Yet, when he was drafted onto the board in 2006, aged just 19, he ignored raised eyebrows and worked ‘very, very hard’ to counter any illusions of nepotism. ‘But some people didn’t take me seriously, there was age discrimination for sure,’ he says. ‘Dad would introduce me as his next boss when I worked in his office on weekends and during holidays, but it was very light.

There was no pressure. I realised it would be an amazing experience.’ However, Omar’s blue-sky ideas – introducing organic food and locally sourced materials in the Harrods Food Hall, for instance – went down ‘like a lead balloon’ in the boardroom.

‘The food and beverage guy actually chuckled and rolled his eyes when I suggested it,’ he says. In a last-ditch effort to do something he felt was worthwhile, Omar hatched a plan to introduce a Kew Gardens-style roof garden for shoppers and staff to relax in and soak up the psychological benefits of nature: ‘I thought it would elevate the whole vibe of the building.’ He was, he says, struggling at the time with being cooped up inside the building all day and a mentor had given him a copy of The Biosphere Catalogue.

########

TASK DESCRIPTION:
Carry the passage about Omar's early years on the Harrods board forward from its last sentence. The lines that come next are not needed for anything here.

########

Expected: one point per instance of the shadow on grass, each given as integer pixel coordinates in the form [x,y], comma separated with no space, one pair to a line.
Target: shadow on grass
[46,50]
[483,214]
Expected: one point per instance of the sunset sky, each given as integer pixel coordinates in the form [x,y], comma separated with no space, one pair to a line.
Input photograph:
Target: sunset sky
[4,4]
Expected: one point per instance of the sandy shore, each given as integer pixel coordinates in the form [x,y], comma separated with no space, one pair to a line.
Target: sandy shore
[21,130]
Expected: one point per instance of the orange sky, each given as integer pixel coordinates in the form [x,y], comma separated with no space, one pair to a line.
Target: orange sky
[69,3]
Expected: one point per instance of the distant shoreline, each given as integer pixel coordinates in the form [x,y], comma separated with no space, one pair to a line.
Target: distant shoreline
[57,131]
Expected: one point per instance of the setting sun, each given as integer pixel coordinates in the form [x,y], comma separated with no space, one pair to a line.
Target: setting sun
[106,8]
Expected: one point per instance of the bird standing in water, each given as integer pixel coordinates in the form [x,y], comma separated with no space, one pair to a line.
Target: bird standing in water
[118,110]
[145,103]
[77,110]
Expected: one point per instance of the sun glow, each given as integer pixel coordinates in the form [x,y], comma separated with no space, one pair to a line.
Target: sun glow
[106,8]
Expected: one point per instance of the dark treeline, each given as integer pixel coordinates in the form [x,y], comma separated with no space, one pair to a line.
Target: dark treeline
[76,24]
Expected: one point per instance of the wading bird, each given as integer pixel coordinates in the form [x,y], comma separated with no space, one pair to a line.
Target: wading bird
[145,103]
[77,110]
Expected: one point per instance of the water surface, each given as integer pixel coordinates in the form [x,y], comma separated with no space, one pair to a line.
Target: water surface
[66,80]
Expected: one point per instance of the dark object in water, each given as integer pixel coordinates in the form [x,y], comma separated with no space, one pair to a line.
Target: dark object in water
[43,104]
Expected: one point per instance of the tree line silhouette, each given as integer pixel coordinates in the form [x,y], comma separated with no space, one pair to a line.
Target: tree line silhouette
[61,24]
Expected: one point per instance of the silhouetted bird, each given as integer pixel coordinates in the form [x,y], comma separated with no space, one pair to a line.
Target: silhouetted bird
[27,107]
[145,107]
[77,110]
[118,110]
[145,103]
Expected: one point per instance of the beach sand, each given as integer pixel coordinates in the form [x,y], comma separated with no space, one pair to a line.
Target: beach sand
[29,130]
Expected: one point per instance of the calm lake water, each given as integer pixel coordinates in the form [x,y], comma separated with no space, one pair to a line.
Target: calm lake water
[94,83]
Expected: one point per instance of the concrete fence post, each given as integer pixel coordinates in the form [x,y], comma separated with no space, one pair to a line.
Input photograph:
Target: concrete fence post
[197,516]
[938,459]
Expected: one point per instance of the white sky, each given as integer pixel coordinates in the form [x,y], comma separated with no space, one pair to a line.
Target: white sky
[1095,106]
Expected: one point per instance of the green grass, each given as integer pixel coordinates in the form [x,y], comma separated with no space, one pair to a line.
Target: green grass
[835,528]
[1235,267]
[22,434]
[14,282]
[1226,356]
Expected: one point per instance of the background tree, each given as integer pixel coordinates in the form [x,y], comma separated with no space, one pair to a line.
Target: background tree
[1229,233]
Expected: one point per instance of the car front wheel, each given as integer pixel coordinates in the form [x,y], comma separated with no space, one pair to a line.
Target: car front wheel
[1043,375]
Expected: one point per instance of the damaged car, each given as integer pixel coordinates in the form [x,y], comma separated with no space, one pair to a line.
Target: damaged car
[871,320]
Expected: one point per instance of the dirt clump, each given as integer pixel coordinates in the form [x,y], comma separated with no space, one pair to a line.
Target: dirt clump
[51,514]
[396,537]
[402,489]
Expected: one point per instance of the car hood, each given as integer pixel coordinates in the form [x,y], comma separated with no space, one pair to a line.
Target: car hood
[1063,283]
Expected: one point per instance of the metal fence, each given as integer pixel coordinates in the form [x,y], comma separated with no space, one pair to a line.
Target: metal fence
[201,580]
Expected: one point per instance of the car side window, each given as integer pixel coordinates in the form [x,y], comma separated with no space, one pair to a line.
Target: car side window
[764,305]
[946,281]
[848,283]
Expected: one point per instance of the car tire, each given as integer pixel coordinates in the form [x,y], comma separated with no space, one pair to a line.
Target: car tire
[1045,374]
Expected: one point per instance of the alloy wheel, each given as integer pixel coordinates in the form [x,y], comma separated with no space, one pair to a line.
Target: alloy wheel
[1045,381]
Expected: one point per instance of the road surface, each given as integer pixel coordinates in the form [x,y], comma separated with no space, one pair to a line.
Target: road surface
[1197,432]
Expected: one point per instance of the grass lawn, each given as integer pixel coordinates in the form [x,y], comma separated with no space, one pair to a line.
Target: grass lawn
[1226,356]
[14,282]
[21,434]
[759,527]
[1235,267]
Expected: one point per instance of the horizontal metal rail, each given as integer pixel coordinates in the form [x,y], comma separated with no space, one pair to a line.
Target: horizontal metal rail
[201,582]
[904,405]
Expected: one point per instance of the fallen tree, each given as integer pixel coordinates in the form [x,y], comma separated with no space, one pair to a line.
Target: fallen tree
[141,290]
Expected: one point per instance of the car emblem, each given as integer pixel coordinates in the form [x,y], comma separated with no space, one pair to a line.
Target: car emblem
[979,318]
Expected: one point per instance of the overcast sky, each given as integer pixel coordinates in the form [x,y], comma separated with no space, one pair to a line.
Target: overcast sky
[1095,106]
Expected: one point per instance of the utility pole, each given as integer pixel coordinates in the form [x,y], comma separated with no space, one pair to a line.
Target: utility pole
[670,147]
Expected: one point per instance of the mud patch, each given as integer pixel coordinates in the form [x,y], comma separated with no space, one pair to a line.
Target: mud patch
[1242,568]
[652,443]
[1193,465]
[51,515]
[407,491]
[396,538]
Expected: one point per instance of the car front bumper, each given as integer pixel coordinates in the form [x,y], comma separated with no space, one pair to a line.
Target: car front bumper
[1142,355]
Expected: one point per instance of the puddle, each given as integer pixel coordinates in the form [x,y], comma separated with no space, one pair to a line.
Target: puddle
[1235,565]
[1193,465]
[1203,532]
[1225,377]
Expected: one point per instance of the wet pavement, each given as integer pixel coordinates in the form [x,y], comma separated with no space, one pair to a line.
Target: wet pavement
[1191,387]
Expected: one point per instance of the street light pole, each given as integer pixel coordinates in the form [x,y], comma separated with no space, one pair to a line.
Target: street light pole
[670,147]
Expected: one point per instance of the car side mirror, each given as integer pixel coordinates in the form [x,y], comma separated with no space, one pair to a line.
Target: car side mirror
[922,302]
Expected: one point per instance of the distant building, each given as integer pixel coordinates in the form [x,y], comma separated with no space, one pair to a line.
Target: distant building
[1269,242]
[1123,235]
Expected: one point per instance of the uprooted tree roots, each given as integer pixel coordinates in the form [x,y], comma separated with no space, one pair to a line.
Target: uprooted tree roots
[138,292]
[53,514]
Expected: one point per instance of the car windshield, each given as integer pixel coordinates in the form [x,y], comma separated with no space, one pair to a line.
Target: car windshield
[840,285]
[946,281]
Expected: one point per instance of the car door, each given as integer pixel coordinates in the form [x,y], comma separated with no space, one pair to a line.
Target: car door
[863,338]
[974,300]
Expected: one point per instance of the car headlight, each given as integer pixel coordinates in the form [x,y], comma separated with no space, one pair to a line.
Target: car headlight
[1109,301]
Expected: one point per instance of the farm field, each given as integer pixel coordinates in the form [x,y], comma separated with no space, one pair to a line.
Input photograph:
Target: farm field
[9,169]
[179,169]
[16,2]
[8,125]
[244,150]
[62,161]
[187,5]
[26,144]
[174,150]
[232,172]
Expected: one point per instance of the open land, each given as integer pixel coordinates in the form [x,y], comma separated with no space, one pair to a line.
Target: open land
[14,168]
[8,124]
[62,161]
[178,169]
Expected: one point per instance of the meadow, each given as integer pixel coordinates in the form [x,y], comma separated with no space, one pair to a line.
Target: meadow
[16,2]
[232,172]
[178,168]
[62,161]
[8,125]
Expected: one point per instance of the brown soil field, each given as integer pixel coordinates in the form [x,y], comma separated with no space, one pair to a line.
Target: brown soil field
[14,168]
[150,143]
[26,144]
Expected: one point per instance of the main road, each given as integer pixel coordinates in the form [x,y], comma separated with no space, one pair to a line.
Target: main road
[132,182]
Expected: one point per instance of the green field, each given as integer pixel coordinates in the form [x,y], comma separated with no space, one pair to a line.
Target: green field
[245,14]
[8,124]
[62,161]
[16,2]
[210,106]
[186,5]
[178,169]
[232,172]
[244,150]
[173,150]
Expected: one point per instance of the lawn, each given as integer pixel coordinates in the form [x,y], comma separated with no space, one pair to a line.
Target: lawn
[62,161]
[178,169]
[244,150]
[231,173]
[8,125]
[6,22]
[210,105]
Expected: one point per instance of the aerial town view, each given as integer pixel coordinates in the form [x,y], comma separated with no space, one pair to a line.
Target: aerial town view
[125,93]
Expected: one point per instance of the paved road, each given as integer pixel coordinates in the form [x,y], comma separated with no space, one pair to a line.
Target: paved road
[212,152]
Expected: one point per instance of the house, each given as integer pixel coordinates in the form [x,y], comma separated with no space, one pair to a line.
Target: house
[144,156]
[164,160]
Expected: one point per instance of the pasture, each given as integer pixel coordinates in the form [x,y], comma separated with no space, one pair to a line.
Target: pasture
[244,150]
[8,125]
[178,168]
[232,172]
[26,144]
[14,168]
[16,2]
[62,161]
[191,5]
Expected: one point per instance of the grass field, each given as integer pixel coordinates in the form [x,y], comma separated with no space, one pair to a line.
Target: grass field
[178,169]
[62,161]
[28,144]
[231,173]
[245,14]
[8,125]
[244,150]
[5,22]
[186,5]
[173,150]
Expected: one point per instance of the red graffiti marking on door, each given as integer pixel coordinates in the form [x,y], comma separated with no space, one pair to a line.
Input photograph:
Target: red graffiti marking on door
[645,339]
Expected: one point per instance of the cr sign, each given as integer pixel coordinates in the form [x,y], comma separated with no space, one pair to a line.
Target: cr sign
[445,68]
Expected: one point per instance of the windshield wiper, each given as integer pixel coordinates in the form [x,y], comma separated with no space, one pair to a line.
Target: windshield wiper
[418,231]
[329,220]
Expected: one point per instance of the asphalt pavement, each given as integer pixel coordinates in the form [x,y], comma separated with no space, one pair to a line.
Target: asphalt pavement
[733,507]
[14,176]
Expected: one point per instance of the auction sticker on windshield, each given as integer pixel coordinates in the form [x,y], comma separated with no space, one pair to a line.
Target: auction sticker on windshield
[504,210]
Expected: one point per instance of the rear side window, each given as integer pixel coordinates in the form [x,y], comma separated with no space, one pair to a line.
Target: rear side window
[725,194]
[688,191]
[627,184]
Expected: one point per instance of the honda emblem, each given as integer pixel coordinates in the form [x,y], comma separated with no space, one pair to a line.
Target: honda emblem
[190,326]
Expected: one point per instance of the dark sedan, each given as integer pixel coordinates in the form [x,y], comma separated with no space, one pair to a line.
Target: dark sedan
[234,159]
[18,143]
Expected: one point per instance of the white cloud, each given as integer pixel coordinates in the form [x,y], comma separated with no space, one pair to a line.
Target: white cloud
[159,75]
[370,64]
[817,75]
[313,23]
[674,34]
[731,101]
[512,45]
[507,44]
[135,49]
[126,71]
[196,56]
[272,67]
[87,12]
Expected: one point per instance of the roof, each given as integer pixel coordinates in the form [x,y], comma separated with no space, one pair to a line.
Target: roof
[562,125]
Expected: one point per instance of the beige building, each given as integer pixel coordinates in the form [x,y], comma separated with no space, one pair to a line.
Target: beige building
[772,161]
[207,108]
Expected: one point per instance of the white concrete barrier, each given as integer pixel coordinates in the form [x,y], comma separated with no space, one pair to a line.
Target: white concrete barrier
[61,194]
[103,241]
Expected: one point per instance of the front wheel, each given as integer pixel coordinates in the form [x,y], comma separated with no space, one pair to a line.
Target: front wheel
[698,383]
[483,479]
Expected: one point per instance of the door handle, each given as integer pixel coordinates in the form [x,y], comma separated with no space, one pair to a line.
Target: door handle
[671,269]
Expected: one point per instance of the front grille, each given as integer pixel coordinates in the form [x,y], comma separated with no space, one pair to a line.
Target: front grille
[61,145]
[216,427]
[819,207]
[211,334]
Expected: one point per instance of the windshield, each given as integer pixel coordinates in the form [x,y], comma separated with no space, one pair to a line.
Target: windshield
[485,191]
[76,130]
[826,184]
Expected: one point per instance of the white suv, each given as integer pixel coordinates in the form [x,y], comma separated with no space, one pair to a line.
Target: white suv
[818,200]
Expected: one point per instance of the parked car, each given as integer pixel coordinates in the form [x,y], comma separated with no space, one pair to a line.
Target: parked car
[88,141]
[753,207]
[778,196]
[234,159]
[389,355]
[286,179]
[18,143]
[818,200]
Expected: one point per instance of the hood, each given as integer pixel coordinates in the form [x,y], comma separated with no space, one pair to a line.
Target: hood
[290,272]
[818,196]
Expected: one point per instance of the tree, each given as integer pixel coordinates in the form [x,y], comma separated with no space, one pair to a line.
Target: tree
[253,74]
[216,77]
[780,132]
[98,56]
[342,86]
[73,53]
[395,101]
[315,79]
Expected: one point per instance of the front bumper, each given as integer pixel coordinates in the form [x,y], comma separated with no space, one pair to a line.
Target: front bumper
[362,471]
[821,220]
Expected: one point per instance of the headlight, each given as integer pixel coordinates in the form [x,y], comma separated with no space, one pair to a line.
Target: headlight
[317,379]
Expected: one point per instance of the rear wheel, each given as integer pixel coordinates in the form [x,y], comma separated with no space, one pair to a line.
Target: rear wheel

########

EXPECTED ANSWER:
He tracked down the Biosphere 2 experiment’s co-founder, John Allen, and fed on his ideas. But just as Omar had persuaded the board that a roof garden ‘wasn’t a wacky idea’, the 2008 recession called a halt to proceedings. ‘The tectonic plates started to move underneath me and I thought maybe this glasshouse isn’t such a good use of my time right now.

’ Quite so: all around, banks and businesses were failing. ‘We had bigger things to deal with,’ says Omar. ‘I could see a huge hole opening up in the pension pot and I advised Dad to sell.

If we hadn’t we would have gone under and the next thing you know there is another Philip Green BHS situation. I think my old man would have gotten more flack than he deserved.’ What does he make of Green? ‘I’ve no comment,’ he grimaces.

‘I met his son and he was surprisingly sweet.’ Omar talks about his departure from Harrods – what he calls ‘the corner shop’ – as an ‘escape’ from a ‘majestic, magical, illusionary, hocus-pocus circus’. Clearly, he was disillusioned.

‘I was meeting endless celebrities, royalty, presidents, religious leaders, all walking through the doors of Harrods. And I failed to find any solace in any of the people I met and their perspectives. It felt like it was all fine and fast fashion.

I’m probably being a little bit harsh. Of course, I like nice things, too. But it’s about balance.

’ With Harrods behind him, and in a quest to ‘satisfy myself on a soulful level’, Omar joined John Allen’s Institute of Ecotechnics and took off aboard the ecological research vessel Heraclitus. It was, he explains, a welcome tonic, after having ‘relieved myself of a massive burden of taking on Harrods with £1.2 billion of debt on my shoulders’.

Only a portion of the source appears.